Stated task a - In the records, rewrite everything from the line containing "Task: mark one point on every instance of the cardboard" down to the end of the records, replacing "Marked points" with "Selected points" and leaving everything else unchanged.

Text provided -
** begin **

Studio album by Gerry Rafferty
- Released: 18 May 1979
- Recorded: 1978–1979
- Studios: Chipping Norton, Lansdowne
- Genre: Pop rock
- Length: 51:58
- Label: United Artists
- Producers: Hugh Murphy, Gerry Rafferty

Gerry Rafferty chronology
| City to City (1978) | Night Owl (1979) | Snakes and Ladders (1980) |

= Night Owl (album) =

Night Owl is the third studio album by Scottish musician Gerry Rafferty. It was released a year after Rafferty's platinum-selling album City to City. While not quite performing as well as its predecessor, Night Owl still managed enough sales to achieve platinum status in Canada, gold in the United Kingdom, and gold status in the U.S. The title song reached No. 5 on the UK Singles Chart. The album made the Top 10 in the UK Albums Chart.

The album was recorded at Chipping Norton Recording Studios, Chipping Norton, England.

"Take the Money and Run" was recorded by Alvin Lee on the 1980 release Free Fall under the title "Take the Money."

==Re-releases==
On 30 January 2007 Collectables Records released City To City and Night Owl as a two-disc set.

==Critical reception==

The Los Angeles Times called the songs "concise, wry tales of love and ambition, inventively arranged and sung in a dry whine that carries just the right amount of detachment."

** end **

Stated task b - According to the text about Gerry Rafferty's album Night Owl, what position did its title song reach on the UK Singles Chart?

Data rows -

** begin **

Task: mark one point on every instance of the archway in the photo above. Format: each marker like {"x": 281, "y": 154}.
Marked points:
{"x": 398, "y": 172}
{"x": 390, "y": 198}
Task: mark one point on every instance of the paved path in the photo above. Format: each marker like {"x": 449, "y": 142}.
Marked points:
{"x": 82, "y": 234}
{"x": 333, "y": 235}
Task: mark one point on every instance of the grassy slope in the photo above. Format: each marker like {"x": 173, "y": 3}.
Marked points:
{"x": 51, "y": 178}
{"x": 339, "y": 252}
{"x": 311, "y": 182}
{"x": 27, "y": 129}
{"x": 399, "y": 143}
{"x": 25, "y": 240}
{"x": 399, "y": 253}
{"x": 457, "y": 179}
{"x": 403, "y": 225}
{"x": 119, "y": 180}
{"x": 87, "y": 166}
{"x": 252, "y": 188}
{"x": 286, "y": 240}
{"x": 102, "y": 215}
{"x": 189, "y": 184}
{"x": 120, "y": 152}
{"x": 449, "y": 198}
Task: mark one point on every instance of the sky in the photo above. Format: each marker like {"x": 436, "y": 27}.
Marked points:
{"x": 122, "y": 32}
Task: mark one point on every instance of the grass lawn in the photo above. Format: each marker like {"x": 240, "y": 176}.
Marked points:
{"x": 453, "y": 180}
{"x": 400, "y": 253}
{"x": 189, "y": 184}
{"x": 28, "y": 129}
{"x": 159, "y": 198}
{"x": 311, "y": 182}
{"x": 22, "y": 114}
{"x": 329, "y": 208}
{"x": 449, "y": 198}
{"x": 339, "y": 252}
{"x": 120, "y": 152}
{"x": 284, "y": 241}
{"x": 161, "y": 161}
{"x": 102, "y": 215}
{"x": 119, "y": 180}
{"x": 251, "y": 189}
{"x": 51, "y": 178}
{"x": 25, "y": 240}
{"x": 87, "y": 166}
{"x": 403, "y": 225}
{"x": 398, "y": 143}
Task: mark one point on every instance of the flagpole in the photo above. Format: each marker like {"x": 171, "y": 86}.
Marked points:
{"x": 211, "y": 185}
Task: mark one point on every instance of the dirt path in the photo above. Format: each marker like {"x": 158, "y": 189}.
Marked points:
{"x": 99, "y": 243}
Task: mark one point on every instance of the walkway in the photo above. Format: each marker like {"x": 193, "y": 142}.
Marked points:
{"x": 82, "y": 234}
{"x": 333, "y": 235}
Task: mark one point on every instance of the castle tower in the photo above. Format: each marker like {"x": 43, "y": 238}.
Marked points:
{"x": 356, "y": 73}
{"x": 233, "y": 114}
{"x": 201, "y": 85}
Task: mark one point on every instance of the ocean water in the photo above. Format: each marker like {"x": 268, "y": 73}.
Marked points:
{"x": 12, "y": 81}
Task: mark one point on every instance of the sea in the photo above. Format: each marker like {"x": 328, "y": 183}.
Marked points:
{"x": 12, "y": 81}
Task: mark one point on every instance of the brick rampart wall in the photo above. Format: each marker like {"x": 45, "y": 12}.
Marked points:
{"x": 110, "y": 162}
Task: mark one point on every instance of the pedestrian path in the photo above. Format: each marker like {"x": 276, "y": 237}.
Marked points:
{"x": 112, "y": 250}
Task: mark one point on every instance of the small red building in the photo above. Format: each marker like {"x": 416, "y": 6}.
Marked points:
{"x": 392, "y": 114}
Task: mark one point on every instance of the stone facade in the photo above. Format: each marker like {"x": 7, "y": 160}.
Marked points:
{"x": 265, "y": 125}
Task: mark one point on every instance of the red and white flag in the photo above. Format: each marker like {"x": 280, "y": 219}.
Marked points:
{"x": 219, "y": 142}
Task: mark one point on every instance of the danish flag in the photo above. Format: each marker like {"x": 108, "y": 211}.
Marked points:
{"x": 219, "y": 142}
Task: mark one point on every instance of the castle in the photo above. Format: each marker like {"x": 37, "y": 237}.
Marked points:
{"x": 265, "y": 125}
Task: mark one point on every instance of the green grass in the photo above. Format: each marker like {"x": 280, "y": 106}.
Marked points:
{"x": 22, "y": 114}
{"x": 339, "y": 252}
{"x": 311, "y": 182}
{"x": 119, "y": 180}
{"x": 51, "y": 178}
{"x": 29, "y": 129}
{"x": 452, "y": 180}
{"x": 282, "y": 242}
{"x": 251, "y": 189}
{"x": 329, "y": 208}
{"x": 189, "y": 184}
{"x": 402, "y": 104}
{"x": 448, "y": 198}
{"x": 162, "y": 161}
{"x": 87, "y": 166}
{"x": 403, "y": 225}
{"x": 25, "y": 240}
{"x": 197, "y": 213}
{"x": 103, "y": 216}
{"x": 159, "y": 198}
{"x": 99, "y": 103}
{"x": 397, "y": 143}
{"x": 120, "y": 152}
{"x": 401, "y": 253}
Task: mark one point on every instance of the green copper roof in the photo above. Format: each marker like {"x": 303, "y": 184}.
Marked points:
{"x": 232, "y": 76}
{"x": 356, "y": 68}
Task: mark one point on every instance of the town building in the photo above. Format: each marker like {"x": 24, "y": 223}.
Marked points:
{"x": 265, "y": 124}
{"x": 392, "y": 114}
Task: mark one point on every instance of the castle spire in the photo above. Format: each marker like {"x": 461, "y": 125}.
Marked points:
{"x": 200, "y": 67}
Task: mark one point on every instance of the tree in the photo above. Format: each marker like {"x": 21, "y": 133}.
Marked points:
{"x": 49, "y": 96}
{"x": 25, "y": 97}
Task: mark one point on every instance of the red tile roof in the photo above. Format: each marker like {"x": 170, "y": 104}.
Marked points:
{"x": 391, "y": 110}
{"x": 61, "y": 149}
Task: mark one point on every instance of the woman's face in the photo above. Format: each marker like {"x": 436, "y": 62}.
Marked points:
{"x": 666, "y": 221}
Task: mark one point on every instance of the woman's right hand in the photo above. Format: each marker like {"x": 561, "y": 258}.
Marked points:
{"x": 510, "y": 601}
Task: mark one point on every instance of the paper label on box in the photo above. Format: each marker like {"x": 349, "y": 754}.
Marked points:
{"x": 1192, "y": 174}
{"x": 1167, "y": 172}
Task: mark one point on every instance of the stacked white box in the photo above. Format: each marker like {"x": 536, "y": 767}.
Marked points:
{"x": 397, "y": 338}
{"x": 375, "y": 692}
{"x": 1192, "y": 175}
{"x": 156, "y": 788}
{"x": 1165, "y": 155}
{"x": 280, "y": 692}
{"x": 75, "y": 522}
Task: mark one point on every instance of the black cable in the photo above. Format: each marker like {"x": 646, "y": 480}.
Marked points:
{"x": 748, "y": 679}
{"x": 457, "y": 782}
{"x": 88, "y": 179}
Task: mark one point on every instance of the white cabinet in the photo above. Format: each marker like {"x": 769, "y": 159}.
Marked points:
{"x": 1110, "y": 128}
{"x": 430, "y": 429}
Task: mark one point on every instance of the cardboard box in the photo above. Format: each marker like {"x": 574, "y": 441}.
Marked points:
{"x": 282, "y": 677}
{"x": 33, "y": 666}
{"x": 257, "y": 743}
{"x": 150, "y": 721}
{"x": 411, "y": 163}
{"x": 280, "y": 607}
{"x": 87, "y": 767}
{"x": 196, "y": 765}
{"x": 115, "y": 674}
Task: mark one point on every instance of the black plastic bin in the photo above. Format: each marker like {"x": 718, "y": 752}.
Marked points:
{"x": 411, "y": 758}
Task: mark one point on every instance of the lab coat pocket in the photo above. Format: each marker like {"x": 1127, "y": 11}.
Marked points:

** end **

Full solution a -
Task: mark one point on every instance of the cardboard box in the photo above. Format: each marker like {"x": 574, "y": 441}.
Selected points:
{"x": 282, "y": 677}
{"x": 33, "y": 666}
{"x": 257, "y": 743}
{"x": 150, "y": 721}
{"x": 411, "y": 163}
{"x": 280, "y": 607}
{"x": 87, "y": 767}
{"x": 196, "y": 765}
{"x": 115, "y": 674}
Task: mark one point on every instance of the black plastic bin in the photo above. Format: each marker like {"x": 718, "y": 752}.
Selected points:
{"x": 411, "y": 758}
Task: mark one point on every instance of the lab coat pocket in the photo above. Format: each marker like {"x": 1127, "y": 11}.
Selected points:

Full solution b - No. 5